◆ Objective: List every line of the listing below that contains the word "green", copying each such line in full.

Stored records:
— start —

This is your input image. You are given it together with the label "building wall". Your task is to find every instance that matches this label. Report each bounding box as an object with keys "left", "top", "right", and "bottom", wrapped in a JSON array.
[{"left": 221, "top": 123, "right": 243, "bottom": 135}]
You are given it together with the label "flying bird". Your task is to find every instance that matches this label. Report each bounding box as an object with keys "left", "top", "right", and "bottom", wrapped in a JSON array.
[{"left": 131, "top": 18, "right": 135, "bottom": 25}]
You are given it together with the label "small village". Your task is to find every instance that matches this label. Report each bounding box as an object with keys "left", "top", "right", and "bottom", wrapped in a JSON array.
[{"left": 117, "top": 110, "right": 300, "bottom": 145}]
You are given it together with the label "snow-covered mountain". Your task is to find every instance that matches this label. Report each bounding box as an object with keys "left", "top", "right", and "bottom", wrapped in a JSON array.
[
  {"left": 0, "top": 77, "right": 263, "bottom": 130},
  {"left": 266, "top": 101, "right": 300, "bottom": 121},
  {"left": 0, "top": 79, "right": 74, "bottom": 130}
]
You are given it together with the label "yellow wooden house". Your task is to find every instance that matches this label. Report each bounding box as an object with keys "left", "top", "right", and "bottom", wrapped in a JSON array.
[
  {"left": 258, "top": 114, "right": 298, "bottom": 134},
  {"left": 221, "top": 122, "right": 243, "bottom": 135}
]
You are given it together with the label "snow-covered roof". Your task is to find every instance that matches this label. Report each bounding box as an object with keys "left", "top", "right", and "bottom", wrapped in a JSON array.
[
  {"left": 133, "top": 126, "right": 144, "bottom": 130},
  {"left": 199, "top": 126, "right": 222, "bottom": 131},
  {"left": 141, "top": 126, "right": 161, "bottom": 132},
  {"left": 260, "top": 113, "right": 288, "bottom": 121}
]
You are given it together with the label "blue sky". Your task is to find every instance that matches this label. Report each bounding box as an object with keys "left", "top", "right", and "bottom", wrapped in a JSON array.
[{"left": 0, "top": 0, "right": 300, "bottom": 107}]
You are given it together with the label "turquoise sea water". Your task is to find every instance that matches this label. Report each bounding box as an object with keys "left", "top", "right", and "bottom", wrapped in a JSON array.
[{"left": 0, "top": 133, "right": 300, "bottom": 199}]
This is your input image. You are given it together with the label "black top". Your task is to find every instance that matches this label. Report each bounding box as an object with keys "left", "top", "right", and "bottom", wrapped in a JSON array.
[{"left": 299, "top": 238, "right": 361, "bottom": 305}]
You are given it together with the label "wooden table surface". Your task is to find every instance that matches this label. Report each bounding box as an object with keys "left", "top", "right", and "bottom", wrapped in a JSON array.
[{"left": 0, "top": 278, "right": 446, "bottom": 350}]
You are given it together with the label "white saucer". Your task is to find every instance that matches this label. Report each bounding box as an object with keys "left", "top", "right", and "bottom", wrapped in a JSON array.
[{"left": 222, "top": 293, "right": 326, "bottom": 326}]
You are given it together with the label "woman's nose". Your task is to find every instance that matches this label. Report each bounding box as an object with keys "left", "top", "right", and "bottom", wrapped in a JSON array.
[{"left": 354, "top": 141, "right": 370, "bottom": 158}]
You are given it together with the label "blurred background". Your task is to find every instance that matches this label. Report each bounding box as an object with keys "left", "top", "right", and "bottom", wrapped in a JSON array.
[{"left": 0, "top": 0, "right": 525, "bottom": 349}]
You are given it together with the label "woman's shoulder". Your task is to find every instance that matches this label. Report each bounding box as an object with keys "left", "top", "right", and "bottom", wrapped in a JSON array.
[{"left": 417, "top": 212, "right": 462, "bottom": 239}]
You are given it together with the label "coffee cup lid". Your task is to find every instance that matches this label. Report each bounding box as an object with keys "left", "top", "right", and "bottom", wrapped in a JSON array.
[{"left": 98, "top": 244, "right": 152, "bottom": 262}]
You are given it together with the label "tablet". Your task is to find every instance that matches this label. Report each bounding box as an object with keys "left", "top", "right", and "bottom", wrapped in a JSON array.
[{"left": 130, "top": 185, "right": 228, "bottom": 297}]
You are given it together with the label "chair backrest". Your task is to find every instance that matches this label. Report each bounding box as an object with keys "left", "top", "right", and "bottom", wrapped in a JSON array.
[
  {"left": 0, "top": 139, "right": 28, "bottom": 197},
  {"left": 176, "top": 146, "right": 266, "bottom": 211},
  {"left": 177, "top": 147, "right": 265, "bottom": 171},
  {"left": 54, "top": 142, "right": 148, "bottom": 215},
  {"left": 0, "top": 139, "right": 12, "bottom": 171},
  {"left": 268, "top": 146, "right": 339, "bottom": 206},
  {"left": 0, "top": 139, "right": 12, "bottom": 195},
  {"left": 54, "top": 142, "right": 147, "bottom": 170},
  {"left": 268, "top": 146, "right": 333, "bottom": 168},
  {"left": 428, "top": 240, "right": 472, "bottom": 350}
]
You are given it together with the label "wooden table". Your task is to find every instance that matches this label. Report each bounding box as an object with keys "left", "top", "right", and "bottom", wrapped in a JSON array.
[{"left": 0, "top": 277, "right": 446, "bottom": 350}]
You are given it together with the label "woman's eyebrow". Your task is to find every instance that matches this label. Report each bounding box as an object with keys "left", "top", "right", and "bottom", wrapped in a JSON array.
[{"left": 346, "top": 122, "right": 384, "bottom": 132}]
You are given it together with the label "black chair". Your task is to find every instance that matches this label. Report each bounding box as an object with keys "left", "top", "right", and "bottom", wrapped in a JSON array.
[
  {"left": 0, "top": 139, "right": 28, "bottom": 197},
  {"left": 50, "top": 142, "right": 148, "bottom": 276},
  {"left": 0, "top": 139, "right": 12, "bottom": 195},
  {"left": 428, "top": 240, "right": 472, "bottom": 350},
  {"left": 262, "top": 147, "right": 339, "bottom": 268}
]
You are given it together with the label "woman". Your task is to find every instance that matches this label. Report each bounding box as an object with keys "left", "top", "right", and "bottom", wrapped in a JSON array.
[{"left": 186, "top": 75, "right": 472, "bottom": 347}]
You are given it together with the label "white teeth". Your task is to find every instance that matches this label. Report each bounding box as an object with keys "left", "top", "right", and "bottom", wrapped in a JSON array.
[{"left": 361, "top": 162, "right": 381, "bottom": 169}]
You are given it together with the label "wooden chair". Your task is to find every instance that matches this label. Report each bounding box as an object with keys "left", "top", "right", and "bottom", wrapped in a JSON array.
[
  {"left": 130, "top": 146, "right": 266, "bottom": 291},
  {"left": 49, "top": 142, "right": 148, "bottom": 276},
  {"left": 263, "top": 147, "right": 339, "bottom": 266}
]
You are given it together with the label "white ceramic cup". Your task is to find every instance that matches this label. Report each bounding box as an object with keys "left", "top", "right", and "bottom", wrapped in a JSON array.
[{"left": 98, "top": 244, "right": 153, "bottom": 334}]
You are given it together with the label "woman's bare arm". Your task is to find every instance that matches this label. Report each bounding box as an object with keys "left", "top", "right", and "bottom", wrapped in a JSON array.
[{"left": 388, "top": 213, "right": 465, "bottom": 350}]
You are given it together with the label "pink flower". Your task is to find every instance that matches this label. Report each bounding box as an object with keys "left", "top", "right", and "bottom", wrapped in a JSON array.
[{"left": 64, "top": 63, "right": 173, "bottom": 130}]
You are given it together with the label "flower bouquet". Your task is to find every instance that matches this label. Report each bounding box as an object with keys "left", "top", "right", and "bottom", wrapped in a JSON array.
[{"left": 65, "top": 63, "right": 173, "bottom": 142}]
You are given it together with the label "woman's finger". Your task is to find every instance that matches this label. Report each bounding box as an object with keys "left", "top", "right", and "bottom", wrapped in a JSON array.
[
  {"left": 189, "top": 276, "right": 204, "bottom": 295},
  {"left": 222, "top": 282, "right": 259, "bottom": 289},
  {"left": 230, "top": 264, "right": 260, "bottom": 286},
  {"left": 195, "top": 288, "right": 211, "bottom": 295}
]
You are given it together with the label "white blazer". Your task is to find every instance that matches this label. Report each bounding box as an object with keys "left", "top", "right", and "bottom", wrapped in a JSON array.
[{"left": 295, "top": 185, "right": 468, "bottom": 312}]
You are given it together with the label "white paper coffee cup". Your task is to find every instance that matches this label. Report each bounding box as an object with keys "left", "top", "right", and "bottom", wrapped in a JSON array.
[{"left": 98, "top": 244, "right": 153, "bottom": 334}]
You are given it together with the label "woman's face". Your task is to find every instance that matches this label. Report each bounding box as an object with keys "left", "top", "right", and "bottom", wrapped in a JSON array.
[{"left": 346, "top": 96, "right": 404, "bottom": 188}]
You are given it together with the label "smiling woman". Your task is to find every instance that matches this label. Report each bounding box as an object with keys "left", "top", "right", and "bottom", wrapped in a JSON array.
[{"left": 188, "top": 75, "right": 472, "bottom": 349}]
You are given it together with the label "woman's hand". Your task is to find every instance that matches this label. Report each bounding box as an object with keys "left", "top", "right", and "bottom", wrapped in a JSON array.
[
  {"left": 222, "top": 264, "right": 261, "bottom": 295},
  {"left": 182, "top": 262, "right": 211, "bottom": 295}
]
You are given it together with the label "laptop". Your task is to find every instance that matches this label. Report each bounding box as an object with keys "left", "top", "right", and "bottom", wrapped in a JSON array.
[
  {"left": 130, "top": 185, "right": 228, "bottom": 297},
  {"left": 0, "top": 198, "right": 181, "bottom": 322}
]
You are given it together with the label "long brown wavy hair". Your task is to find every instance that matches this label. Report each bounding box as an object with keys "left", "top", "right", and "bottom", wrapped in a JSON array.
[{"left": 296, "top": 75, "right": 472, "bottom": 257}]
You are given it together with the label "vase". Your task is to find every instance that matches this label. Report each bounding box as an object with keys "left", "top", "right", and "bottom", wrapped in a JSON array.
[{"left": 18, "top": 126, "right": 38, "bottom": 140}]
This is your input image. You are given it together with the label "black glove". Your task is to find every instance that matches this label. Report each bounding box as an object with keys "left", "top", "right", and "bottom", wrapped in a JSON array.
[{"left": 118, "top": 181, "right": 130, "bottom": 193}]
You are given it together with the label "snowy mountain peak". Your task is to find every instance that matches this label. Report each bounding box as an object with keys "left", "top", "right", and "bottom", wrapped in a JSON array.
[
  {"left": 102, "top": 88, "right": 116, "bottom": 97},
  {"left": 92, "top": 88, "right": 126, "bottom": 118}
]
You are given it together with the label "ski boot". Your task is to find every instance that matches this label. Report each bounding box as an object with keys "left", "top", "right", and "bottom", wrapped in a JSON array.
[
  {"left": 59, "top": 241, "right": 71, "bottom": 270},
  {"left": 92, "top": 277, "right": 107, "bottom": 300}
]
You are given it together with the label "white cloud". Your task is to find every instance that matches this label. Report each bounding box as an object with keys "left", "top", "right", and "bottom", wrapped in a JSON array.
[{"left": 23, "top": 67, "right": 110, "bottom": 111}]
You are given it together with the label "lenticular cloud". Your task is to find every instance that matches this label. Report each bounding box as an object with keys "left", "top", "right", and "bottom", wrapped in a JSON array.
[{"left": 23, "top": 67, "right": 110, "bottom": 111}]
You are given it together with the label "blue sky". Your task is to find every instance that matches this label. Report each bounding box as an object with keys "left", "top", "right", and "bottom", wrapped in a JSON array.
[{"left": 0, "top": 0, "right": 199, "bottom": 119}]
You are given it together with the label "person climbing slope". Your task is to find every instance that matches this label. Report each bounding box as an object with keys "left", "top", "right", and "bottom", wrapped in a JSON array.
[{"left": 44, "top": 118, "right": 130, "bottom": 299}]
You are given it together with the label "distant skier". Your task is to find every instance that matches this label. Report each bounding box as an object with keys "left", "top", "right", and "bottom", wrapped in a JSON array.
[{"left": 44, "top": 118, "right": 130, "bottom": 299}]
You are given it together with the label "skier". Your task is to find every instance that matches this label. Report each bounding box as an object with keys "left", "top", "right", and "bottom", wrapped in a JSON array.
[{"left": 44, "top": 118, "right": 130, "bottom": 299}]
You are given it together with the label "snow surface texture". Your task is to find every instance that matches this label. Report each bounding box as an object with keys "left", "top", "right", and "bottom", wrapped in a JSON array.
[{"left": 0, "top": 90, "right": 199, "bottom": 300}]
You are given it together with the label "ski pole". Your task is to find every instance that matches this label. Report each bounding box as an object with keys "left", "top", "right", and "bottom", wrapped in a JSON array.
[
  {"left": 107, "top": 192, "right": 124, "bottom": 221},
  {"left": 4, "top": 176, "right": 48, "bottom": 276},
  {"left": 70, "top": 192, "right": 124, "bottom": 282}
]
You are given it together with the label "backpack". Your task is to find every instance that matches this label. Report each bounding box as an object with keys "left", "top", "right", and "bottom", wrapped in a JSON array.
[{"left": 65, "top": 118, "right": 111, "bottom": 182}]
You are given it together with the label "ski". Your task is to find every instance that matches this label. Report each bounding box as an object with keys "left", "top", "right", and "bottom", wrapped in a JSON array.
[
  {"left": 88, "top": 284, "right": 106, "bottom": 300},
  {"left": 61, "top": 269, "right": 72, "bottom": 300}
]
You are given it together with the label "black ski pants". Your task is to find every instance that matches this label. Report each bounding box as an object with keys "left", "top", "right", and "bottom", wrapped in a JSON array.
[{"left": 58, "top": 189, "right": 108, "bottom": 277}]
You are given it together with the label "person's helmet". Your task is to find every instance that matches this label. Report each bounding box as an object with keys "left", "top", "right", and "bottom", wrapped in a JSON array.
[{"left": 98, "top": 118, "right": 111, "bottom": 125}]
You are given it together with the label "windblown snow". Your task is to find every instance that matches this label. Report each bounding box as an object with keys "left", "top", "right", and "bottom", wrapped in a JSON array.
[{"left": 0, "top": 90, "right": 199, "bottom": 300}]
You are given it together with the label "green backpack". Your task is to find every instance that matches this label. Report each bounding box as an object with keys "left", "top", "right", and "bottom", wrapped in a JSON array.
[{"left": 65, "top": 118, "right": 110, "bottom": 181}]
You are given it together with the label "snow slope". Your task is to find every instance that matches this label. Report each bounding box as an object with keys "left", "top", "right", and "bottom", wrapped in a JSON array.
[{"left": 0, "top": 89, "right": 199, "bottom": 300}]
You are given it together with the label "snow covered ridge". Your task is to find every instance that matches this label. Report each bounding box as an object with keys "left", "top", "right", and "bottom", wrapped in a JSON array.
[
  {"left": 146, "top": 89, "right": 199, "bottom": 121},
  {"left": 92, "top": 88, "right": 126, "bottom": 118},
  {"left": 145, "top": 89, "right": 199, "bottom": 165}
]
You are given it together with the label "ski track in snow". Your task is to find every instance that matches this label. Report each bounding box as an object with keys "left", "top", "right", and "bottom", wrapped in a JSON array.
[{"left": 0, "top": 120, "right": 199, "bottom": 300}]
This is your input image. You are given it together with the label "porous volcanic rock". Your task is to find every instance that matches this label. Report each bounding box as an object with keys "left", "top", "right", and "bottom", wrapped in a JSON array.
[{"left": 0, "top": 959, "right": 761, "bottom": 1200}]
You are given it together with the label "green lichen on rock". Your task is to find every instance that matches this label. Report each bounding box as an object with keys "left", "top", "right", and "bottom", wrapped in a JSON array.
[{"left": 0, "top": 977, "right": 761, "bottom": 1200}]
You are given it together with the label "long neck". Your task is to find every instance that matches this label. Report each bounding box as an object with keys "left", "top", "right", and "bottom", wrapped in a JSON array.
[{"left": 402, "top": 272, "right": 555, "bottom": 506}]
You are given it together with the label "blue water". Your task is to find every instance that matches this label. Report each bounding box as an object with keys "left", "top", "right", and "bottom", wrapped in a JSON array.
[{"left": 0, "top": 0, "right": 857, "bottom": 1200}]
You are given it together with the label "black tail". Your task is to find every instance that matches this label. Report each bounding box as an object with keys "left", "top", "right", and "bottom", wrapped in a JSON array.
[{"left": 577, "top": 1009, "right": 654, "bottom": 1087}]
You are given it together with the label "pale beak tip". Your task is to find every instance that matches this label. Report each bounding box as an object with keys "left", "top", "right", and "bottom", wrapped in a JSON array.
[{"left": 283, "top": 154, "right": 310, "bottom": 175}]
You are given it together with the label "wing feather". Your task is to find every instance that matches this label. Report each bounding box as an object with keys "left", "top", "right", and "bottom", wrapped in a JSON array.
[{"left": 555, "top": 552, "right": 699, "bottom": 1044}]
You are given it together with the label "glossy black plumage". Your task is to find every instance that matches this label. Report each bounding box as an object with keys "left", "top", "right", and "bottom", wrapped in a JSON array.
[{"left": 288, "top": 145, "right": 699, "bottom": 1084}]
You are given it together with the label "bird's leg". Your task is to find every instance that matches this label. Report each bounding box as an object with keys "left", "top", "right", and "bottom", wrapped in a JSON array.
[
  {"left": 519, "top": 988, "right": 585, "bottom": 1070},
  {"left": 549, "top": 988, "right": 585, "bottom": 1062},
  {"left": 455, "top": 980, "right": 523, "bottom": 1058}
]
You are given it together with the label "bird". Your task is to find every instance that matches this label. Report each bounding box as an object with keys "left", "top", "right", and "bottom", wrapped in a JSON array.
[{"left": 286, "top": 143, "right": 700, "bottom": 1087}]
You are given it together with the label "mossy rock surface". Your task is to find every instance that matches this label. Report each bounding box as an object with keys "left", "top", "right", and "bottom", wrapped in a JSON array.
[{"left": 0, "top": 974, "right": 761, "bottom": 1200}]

— end —

◆ Task output:
You are given it together with the label "green backpack". Your task is to find every instance that matches this label. Report each bounding box as an object with keys "left", "top", "right", and "bottom", wrapped in a JSON array.
You are given it together with the label "green lichen on rock". Your task is to find every instance that matches this label. Report each bounding box as an object with keys "left", "top", "right", and "bottom", wrapped in a JSON array.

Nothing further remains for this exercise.